• [Set of tasks]:
• A. Can you rewrite the ovarian cancer article from "Peptides, small pieces" to "painful for patients.", inclusive, replacing "biomarkers" with "indicators"?
• B. Could you carry the ovarian cancer detection article forward with the paragraphs that would come next?

• [Given passage]:
= Beginning of Section =

Research team finds potential method for earlier ovarian cancer detection

Research team finds potential method for earlier ovarian cancer detection

Gregory Caputo, Ph.D.

Ovarian cancer ranks among the deadliest forms of cancer, impacting nearly 20,000 newly diagnosed women each year. The earlier ovarian cancer is diagnosed, the better chance a person has of surviving five years after diagnosis. Yet, only a quarter of ovarian cancers are detected in the first stage, due in part to the lack of reliable, noninvasive screening methods. 

Gregory Caputo, Ph.D., a professor of chemistry and biochemistry in the College of Science & Mathematics, is part of a research team led by Virginia Commonwealth University (VCU) that identified a potential method for detecting ovarian cancer that requires only a urine sample, instead of a tissue biopsy.   

In a recent study published in the American Chemical Society’s journal, ACS Sensors, the team highlighted the effectiveness of nanopore-sensing technology in detecting and discriminating select peptides associated with ovarian cancer.  

“Ovarian cancer has a pretty poor set of outcomes, partly because it's very difficult to diagnose,” Caputo said. “We were definitely motivated by the urgent need for improved ovarian cancer diagnostics." 

Peptides, small pieces of proteins, play a crucial role in various biological processes and serve as important biomarkers for diseases, including cancer. However, biomarkers are not currently being used in ovarian cancer diagnostics. Instead, ovarian cancer is typically diagnosed following general surgery and a tissue biopsy, which can be invasive and painful for patients.

= End of Section =

• [Provided data]:
= Beginning of Section =

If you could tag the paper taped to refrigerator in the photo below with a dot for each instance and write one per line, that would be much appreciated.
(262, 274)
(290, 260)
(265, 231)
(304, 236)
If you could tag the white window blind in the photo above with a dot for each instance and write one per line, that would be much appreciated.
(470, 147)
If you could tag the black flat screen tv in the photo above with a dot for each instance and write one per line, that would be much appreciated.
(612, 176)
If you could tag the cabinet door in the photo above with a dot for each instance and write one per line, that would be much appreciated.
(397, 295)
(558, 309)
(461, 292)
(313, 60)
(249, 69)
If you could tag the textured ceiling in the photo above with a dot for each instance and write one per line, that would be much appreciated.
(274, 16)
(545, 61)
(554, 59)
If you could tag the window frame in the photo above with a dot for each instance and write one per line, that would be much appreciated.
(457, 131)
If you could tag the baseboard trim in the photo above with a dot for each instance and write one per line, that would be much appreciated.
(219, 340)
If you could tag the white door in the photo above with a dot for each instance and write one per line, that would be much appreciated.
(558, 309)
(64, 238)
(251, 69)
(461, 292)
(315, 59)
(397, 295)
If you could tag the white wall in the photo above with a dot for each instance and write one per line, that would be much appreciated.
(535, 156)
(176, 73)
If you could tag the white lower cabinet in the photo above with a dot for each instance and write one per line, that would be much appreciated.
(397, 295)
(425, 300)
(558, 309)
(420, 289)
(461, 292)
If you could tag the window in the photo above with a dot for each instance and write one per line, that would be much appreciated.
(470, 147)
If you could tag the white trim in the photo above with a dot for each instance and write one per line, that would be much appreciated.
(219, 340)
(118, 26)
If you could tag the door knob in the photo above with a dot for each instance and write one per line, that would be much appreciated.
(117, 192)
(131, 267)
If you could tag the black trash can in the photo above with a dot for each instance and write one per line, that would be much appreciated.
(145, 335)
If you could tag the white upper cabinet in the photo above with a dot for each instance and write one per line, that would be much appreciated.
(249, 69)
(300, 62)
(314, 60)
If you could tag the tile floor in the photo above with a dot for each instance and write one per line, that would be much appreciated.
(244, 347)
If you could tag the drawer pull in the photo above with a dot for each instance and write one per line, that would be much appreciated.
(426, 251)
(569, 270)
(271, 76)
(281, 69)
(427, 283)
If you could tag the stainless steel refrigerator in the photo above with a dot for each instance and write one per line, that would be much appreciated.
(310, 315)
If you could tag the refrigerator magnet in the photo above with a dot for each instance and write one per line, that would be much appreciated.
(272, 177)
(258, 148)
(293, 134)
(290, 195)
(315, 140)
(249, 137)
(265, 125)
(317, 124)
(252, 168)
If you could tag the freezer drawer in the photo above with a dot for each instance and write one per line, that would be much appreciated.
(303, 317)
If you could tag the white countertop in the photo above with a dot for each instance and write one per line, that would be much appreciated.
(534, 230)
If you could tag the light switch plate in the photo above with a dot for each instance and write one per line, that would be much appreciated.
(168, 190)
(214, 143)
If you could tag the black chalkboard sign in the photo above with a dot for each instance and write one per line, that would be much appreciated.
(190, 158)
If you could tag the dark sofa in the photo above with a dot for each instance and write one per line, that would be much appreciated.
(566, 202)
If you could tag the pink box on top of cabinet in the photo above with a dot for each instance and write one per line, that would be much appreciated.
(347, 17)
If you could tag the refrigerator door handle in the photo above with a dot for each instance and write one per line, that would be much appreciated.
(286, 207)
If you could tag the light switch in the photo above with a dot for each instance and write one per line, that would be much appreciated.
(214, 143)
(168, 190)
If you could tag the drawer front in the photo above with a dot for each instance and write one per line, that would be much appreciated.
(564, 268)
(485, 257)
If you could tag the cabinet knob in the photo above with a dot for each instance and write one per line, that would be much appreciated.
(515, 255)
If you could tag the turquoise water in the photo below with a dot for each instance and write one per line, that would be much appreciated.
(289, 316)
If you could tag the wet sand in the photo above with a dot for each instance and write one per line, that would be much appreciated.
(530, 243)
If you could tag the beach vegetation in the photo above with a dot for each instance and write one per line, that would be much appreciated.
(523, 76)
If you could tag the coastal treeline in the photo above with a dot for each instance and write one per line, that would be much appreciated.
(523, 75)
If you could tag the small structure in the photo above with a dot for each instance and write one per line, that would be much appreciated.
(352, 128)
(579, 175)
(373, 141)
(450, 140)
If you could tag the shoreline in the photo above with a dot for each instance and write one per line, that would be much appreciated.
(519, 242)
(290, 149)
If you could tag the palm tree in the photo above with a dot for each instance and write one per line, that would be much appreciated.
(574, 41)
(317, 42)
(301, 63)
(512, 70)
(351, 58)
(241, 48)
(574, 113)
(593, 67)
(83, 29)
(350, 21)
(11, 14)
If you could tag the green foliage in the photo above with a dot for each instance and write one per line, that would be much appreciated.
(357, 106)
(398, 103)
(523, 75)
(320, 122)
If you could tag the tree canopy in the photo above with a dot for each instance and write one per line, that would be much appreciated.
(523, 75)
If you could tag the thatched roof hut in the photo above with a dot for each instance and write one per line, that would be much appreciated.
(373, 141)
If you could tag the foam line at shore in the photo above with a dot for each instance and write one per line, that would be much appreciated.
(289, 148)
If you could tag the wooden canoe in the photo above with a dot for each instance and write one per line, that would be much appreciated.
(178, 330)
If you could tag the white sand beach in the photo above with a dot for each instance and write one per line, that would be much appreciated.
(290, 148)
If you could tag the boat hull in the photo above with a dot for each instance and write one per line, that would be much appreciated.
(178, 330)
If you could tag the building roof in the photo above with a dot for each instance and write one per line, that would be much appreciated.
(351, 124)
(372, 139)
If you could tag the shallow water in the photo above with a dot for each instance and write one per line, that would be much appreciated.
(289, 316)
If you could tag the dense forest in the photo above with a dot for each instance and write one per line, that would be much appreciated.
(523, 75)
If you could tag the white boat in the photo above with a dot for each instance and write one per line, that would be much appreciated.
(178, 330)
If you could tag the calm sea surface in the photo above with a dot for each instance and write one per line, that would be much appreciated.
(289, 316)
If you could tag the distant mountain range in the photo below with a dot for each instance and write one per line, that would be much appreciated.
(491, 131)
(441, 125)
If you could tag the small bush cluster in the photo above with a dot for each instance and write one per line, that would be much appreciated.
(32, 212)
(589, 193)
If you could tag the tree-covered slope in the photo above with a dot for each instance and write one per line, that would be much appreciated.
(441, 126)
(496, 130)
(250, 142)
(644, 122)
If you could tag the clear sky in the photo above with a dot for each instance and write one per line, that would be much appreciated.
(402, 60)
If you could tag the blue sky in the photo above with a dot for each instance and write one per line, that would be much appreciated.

= End of Section =

• [Responses per task]:
• A.
Peptides, small pieces of proteins, play a crucial role in various biological processes and serve as important indicators for diseases, including cancer. However, indicators are not currently being used in ovarian cancer diagnostics. Instead, ovarian cancer is typically diagnosed following general surgery and a tissue biopsy, which can be invasive and painful for patients.

• B.
The research team developed a new method that uses nanopore-sensing technology to overcome the challenges of detecting biologically relevant peptides. Nanopore sensing is a highly efficient and low-cost method that has been successful in selectively detecting cysteine-containing peptides, which play various roles in ovarian cancer biology, contributing to drug response, therapeutic targeting and, critically, biomarker identification. However, the technique had never been applied to detect biologically relevant peptides to ovarian cancer.   

The research team used gold cluster-enhanced nanopores combined with nanopore-sensing technology to selectively detect cysteine-containing peptides found only in the urine of ovarian cancer patients. The method has the potential to significantly improve early detection and treatment of ovarian cancer while reducing the need for invasive biopsies. 

Aashna Jonnalagadda, a molecular and cellular biology major at Rowan University, who also contributed to this research, emphasized the transformative potential of this peptide-sensing technique.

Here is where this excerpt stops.